▶ **Text under study**:
--- START ---
MANILA — The Court of Appeals (CA) has affirmed the authority of the Department of Labor and Employment (DOLE) to sanction recruitment agencies which misrepresent the employment position to be taken by a worker once deployed in another country.

In a decision dated February 18, the appellate court’s Special 8th Division denied the petition filed by recruitment agency Finest Asia Resources Inc. against Labor Secretary Silvestre Bello III and the Philippine Overseas Employment Administration (POEA).

The firm is questioning Bello’s decision to impose a fine of PHP100,000 against the recruitment agency for violating the 2002 POEA rules and regulations governing the recruitment of land-based overseas workers upon the complaint of OFW Rosana Barqueros whose employment was processed by the agency.

Barqueros claimed that under the standard employment contract approved by the POEA, she was to work for two years as a translator assigned at Global Al-Mashfa Est. in Jeddah, Saudi Arabia with a monthly salary of 3,500 Saudi riyal (around PHP47,000).

When she arrived in the country, Barqueros started her employment with Al-Mashfa Hospital where she was assigned the position of secretary and where her work was mainly clerical but received the same salary as in her contract.

Her payslip indicated that her position was that of a nursing secretary. After working for one and a half years, she returned to the country and filed a complaint.

The CA noted while Barqueros’ employment contract, pre-departure orientation seminar certificate and overseas employment contract categorically state that her position was that of a translator, her payslip and OFW information sheet indicate that she worked in Saudi Arabia as a secretary.
--- END ---
▶ **Extracted records**:
--- START ---
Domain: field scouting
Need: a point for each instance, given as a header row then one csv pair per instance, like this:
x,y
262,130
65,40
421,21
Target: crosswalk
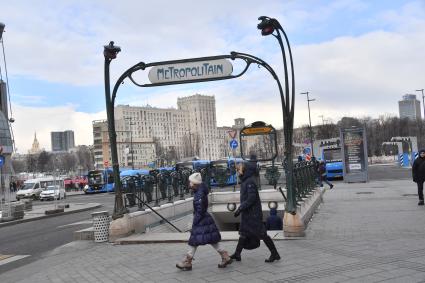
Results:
x,y
5,259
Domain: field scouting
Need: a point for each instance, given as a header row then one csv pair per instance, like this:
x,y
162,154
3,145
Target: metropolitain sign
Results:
x,y
190,71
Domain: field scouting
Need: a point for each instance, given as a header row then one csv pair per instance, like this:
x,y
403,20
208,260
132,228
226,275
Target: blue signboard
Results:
x,y
233,144
307,150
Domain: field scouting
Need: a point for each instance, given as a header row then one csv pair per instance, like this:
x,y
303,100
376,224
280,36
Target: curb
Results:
x,y
10,223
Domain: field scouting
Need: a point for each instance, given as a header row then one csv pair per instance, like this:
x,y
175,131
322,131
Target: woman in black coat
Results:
x,y
252,225
418,174
204,231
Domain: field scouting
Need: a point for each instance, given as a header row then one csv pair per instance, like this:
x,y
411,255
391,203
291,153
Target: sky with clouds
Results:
x,y
354,57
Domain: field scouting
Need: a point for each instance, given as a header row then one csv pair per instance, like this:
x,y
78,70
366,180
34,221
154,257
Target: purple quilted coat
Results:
x,y
204,231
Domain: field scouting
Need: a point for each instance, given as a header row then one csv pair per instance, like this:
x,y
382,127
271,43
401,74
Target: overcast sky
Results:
x,y
354,57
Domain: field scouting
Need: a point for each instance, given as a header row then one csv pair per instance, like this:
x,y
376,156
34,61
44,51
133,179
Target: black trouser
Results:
x,y
421,190
266,239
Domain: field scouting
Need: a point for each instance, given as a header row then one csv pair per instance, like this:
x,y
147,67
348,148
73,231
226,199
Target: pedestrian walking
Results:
x,y
322,175
251,227
204,231
274,222
418,174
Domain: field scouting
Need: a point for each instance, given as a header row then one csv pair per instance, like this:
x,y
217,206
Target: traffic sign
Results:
x,y
233,144
257,130
232,133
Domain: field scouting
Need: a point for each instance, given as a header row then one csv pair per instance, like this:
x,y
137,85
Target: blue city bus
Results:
x,y
197,165
229,165
333,161
100,181
132,175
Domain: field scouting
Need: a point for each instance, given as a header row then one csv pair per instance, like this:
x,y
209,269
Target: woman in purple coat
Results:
x,y
204,231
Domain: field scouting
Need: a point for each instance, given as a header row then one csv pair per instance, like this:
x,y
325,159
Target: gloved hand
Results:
x,y
237,212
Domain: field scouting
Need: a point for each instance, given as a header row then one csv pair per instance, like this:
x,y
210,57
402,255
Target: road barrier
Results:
x,y
101,226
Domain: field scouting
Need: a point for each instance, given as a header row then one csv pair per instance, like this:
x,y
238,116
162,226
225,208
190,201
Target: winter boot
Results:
x,y
270,245
186,264
237,254
225,259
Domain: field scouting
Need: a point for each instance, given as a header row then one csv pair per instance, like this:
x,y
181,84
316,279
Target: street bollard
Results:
x,y
101,226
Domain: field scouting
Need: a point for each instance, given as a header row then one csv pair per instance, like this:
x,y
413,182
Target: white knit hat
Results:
x,y
195,178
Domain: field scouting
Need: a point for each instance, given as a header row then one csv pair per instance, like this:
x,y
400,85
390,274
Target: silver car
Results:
x,y
52,193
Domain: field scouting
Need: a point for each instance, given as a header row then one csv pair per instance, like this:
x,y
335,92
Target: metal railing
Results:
x,y
156,188
305,179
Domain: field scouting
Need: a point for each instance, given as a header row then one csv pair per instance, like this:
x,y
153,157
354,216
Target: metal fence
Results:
x,y
305,178
167,186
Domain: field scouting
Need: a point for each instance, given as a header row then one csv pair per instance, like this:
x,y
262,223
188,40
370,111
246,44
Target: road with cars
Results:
x,y
33,239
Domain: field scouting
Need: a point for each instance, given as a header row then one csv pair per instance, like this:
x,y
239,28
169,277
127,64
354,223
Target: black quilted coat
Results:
x,y
204,231
251,212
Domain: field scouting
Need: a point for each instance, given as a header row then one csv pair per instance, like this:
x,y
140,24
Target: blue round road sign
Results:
x,y
233,144
1,161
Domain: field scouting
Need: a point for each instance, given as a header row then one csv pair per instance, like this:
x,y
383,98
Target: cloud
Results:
x,y
30,120
349,71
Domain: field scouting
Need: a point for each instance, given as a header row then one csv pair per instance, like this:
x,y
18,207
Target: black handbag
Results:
x,y
251,243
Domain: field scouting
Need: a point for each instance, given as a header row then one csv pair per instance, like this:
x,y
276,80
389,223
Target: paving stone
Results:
x,y
352,238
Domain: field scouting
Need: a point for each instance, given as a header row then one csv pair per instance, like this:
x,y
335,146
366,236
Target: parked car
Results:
x,y
32,188
52,193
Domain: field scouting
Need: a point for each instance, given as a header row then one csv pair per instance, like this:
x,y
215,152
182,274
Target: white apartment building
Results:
x,y
202,124
167,128
159,133
143,149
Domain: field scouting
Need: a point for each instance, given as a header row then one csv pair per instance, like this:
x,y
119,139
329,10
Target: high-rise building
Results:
x,y
166,134
62,141
202,124
409,107
35,148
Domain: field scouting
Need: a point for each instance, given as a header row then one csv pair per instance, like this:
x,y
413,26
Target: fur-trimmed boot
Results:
x,y
274,254
225,259
237,254
186,264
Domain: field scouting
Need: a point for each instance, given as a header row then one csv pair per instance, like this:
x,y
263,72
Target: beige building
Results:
x,y
143,149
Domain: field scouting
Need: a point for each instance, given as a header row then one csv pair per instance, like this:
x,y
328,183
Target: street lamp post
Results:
x,y
270,26
131,142
110,52
423,99
309,120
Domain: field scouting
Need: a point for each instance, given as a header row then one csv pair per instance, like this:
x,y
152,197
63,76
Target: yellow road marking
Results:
x,y
4,256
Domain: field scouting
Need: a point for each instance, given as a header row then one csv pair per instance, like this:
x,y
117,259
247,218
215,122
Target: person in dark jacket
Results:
x,y
418,174
274,222
322,175
204,231
251,225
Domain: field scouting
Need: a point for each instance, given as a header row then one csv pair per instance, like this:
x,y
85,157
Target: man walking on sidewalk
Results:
x,y
251,228
418,174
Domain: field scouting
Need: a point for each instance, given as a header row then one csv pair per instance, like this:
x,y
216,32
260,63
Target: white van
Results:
x,y
33,187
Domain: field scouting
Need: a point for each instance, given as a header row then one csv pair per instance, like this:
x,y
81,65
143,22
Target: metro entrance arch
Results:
x,y
207,69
--- END ---
Answer these questions using the news report on the Court of Appeals ruling:
1. How large was the fine imposed on the recruitment agency?
2. Under her contract, what job was Barqueros to do, and at which establishment?
3. What position did her payslip show?
The data was taken from a separate source, unrelated to the news report.

1. PHP100,000.
2. Translator, at Global Al-Mashfa Est. in Jeddah, Saudi Arabia.
3. Nursing secretary.